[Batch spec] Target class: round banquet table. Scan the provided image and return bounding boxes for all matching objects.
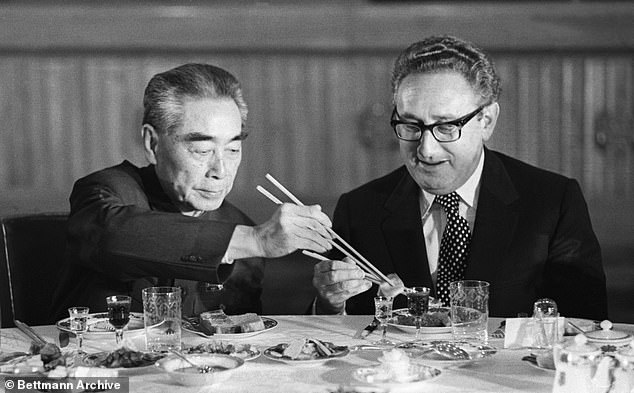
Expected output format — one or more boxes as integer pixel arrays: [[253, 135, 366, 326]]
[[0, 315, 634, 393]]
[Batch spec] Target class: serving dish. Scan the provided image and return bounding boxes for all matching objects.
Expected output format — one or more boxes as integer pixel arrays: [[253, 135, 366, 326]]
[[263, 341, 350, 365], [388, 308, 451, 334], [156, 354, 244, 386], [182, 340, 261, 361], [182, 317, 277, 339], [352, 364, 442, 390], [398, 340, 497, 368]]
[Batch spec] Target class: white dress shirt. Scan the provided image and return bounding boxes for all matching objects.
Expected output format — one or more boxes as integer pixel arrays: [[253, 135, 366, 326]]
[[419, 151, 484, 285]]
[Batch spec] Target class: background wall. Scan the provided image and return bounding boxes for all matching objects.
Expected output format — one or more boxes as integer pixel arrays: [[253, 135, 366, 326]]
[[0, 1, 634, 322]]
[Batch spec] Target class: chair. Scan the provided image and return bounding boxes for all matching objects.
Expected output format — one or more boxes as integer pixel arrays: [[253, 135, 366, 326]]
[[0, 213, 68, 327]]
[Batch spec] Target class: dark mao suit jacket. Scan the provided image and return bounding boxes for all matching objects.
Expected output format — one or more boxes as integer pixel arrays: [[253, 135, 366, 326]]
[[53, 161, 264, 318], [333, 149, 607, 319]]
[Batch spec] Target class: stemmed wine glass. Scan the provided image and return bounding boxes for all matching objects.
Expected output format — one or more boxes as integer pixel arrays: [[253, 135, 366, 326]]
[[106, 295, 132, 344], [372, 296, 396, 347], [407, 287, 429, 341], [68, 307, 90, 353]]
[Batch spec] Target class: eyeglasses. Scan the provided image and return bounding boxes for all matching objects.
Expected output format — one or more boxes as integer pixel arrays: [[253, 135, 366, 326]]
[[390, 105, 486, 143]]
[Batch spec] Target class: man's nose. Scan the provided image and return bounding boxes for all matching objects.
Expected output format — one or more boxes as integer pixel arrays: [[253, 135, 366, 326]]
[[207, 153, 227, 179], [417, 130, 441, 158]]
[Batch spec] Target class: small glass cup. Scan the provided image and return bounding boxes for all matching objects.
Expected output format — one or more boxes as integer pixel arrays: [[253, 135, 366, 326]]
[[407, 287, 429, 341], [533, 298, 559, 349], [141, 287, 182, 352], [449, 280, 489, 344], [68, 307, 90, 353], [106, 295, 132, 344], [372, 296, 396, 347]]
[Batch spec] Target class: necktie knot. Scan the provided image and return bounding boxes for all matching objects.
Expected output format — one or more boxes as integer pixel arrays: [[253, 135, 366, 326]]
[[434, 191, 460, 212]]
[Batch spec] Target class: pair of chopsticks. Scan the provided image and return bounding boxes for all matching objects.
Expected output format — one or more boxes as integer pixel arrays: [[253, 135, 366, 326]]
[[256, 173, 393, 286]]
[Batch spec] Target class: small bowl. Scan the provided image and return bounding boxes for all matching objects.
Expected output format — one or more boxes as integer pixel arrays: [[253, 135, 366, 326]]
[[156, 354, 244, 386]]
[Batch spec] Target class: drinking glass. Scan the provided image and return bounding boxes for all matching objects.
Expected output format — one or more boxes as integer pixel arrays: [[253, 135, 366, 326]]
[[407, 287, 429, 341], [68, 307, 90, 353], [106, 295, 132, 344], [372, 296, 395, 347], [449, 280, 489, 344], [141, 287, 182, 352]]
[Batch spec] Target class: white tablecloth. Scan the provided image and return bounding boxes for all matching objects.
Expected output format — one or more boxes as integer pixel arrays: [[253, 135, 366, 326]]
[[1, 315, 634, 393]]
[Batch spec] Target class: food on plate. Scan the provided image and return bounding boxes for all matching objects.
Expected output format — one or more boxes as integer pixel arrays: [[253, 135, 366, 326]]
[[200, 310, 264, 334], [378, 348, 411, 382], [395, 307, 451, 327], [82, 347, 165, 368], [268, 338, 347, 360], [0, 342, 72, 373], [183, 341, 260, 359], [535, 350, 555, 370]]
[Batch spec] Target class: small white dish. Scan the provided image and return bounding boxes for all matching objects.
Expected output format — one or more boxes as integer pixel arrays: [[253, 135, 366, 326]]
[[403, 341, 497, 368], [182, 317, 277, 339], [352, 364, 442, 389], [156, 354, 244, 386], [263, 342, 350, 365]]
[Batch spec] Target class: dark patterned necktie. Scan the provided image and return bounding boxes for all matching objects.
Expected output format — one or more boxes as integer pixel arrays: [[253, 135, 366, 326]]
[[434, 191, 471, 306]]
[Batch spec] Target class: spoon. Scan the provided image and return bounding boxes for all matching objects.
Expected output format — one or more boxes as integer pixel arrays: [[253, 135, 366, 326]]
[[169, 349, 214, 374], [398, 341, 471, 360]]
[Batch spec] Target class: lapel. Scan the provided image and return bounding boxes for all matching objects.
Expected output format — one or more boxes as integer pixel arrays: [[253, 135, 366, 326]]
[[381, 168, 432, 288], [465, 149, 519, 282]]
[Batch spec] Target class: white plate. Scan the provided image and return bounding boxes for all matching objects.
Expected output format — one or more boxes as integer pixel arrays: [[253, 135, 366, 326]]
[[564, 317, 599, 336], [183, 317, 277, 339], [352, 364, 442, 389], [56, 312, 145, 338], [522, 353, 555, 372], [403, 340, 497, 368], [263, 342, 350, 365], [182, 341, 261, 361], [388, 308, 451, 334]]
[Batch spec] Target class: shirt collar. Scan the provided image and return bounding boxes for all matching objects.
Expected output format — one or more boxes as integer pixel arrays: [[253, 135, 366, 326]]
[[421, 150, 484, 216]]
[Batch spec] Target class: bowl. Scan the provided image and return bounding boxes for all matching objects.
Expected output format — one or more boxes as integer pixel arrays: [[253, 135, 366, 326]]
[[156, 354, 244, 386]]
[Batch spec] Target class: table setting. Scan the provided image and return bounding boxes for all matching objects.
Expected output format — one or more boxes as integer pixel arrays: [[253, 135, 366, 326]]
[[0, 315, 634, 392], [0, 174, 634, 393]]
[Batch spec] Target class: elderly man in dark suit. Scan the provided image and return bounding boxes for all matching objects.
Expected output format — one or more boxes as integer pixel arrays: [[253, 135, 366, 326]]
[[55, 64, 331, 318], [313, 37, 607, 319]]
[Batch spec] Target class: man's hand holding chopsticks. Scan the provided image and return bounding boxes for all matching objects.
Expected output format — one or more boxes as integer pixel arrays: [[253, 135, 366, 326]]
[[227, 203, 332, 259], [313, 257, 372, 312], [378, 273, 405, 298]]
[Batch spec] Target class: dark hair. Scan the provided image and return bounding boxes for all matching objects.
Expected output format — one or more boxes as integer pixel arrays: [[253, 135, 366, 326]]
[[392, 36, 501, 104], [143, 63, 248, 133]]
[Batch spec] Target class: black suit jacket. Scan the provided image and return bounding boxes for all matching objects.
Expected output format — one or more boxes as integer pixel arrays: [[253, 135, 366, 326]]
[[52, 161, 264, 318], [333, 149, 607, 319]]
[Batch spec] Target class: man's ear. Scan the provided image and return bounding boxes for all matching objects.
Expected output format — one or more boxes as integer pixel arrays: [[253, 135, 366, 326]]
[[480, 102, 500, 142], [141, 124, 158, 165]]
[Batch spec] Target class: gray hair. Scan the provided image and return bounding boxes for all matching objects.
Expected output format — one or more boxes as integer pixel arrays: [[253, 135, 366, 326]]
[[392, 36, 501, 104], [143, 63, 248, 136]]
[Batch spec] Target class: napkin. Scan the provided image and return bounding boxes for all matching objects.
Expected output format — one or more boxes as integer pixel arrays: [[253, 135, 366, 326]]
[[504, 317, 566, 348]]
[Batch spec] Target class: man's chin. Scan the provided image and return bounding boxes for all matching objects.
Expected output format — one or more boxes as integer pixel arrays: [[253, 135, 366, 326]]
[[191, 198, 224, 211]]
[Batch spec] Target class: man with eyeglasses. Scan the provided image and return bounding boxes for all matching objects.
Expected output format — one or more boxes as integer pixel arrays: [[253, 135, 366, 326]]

> **Stated goal**: Copy out, without changes, the lines of the material starting at the line that contains "[Batch spec] Target class: pair" and ending at the line that contains "[[1, 315, 634, 393]]", with both of those lines included.

> **Exercise response**:
[Batch spec] Target class: pair of chopsticks. Scan the provided image and return bounding boxes for all matching objects.
Expected output format — one or more boxes as integer pixel arrays: [[253, 135, 366, 326]]
[[256, 173, 393, 286]]
[Batch spec] Target class: small bowl. Scan the provided image and return bounding boxes for all matching objects.
Expected output format — one or more boxes as integer pixel arrays: [[253, 135, 366, 326]]
[[156, 354, 244, 386]]
[Batch spec] Target class: drinking glass. Scan the provided image and return bounding boxes for all matching objects.
Expected output format — one or more boxes as integer pixel arrays: [[253, 135, 366, 326]]
[[407, 287, 429, 341], [68, 307, 90, 353], [106, 295, 132, 344], [372, 296, 395, 347], [449, 280, 489, 344], [141, 287, 182, 352]]
[Batch spec] Target class: white tablecloth. Scan the provided image and return bounding boxes for all matching objects.
Expected output format — one or more boxes as integer pixel arrays: [[253, 135, 366, 326]]
[[1, 315, 634, 393]]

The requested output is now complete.